§ **Location annotation dataset excerpts**:
▶

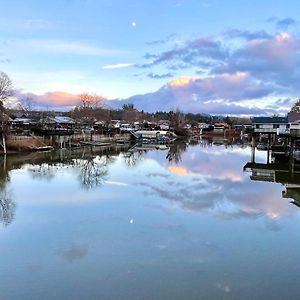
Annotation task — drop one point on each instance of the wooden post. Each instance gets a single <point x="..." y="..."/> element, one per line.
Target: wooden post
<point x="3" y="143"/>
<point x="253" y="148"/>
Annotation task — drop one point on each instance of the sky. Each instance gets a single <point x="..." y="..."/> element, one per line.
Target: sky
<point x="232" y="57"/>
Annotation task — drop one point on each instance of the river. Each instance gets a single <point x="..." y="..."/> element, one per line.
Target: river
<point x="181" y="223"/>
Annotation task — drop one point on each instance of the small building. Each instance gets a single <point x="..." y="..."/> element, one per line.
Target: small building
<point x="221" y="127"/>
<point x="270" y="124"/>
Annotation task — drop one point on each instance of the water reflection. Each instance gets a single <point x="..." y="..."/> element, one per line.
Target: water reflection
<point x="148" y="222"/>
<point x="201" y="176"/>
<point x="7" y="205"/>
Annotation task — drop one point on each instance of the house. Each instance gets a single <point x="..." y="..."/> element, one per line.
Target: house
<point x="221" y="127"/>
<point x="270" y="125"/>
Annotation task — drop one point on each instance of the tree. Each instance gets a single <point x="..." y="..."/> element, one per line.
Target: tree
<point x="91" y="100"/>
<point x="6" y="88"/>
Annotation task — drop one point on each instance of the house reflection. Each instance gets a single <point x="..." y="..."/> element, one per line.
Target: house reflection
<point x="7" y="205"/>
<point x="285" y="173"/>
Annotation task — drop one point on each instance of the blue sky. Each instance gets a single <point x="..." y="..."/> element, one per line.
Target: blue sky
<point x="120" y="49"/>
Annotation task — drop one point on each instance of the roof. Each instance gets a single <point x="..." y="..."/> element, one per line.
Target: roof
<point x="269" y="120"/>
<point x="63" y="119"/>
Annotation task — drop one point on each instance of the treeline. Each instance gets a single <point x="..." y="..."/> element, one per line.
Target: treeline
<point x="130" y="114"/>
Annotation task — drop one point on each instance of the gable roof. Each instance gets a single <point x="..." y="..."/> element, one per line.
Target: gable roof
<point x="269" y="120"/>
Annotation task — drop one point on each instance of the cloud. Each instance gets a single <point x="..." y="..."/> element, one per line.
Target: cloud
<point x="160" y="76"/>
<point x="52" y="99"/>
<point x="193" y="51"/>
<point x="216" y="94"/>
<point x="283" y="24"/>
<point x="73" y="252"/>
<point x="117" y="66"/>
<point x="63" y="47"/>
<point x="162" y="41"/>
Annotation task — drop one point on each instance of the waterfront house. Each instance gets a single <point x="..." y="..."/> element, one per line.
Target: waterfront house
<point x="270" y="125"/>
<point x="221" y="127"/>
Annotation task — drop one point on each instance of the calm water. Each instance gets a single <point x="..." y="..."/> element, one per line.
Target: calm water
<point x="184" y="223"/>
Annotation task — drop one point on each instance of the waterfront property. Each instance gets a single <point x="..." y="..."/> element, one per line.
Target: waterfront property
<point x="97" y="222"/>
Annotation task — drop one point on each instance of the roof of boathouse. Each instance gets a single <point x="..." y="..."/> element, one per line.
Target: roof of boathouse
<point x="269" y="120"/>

◀

§ **Job**: Copy out every line of these rows word for word, without the pictures.

§ **Full response**:
Annotation task — drop one point on each instance of the wooden post. Each instance gets a single <point x="..." y="..."/> element, one per line.
Target: wooden post
<point x="3" y="143"/>
<point x="253" y="148"/>
Annotation task — drop one point on each instance of the sky. Each instance gets a single <point x="..." y="..."/> element, one per line.
Target: sky
<point x="232" y="57"/>
Annotation task — drop one point on each instance of the river. Each instance gets a single <point x="..." y="..."/> element, one per line.
Target: river
<point x="181" y="223"/>
Annotation task — drop one point on each instance of the small building. Each instance gets a single <point x="..." y="..."/> element, one per line.
Target: small building
<point x="221" y="127"/>
<point x="270" y="124"/>
Annotation task — drop one point on each instance of the water reflection. Each instance gets a single <point x="..." y="..."/> element, one per line.
Target: water reflection
<point x="148" y="222"/>
<point x="201" y="176"/>
<point x="7" y="205"/>
Annotation task — drop one point on each instance of the house. Each instance gets a single <point x="..." y="..."/> element, one per line.
Target: house
<point x="221" y="127"/>
<point x="270" y="125"/>
Annotation task — drop one point on each instance of the tree. Each instance gets a single <point x="..." y="..."/> element, one per line.
Target: tree
<point x="91" y="100"/>
<point x="6" y="88"/>
Annotation task — drop one point on each instance of the house reflection. Each instance gets a single <point x="..." y="..."/> element, one per line.
Target: house reflection
<point x="7" y="205"/>
<point x="285" y="173"/>
Annotation task — drop one point on each instance of the blue sky. Each instance gets a single <point x="..." y="..."/> element, one per line.
Target: blue sky
<point x="120" y="49"/>
Annotation task — drop one point on each instance of the roof. Each instance gets a single <point x="..." y="..."/> element, one per line.
Target: roof
<point x="269" y="120"/>
<point x="63" y="119"/>
Annotation task — drop one point on each instance of the treeline. Each instance gets a single <point x="..." y="..."/> element, one per line.
Target: treeline
<point x="130" y="114"/>
Annotation task — drop one point on each instance of the gable roof. Each instance gets a single <point x="..." y="..."/> element, one per line.
Target: gable roof
<point x="269" y="120"/>
Annotation task — drop one point on each instance of the cloud. Each instance gets a single <point x="..." y="..."/> element, one per line.
Target: cloud
<point x="160" y="76"/>
<point x="52" y="99"/>
<point x="193" y="51"/>
<point x="216" y="94"/>
<point x="283" y="24"/>
<point x="73" y="252"/>
<point x="117" y="66"/>
<point x="63" y="47"/>
<point x="162" y="41"/>
Annotation task — drop one point on each instance of the waterfront house. Each instance gets a single <point x="..." y="..."/> element, one per line.
Target: waterfront house
<point x="270" y="125"/>
<point x="221" y="127"/>
Annotation task — drop one point on each instance of the calm water. Each instance gets a single <point x="..." y="..."/> element, one per line.
Target: calm water
<point x="184" y="223"/>
Annotation task — drop one point on each instance of the waterfront property. Each instance gets a single <point x="..." y="..."/> element, one per line.
Target: waterfront property
<point x="97" y="222"/>
Annotation task — drop one point on each instance of the roof of boathouse. Each instance gets a single <point x="..." y="..."/> element, one per line.
Target: roof of boathouse
<point x="269" y="120"/>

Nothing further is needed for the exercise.